CHP’SİZ BİR TÜRKİYE Mİ?

ABONE OL
18:56 - 01/10/2020 18:56
0

BEĞENDİM

ABONE OL
Kaplan
Best

AB, ABD sözcüleriyle AKP yöneticileri fırsat buldukça Atatürk ve Cumhuriyet’imizin kuruluş tarihiyle ilgili eleştiri adı altında karalama kampanyaları açarlar. Atatürk’ü diktatör, Cumhuriyeti de halka karşı bir yönetimmiş gibi gösterme çabaları var. “Tarihimizle yüzleşelim!” adı altında şanlı bir tarihi karalama gayretleri sinsice sürdürülmekte.
“Tarihle yüzleşme”nin sınırı nedir? Nereye kadardır? “Tarihimizle yüzleşeceğiz.” diye tarihe mal olmuş konuları deşerek yeni düşmanlıklar yaratmanın kime, ne yararı vardır?

▶ _Toplanan veriler_:
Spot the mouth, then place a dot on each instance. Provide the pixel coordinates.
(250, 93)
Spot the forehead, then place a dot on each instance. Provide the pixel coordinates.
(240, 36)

▶ _Görev_:
Lütfen kaynak metinden bir bölümü harfi harfine yazın: “AB, ABD sözcüleriyle” sözlerinin geçtiği yerden başlayın, “gayretleri sinsice sürdürülmekte.” sözlerinden sonra durun.

▶ _Yanıt_:
AB, ABD sözcüleriyle AKP yöneticileri fırsat buldukça Atatürk ve Cumhuriyet’imizin kuruluş tarihiyle ilgili eleştiri adı altında karalama kampanyaları açarlar. Atatürk’ü diktatör, Cumhuriyeti de halka karşı bir yönetimmiş gibi gösterme çabaları var. “Tarihimizle yüzleşelim!” adı altında şanlı bir tarihi karalama gayretleri sinsice sürdürülmekte.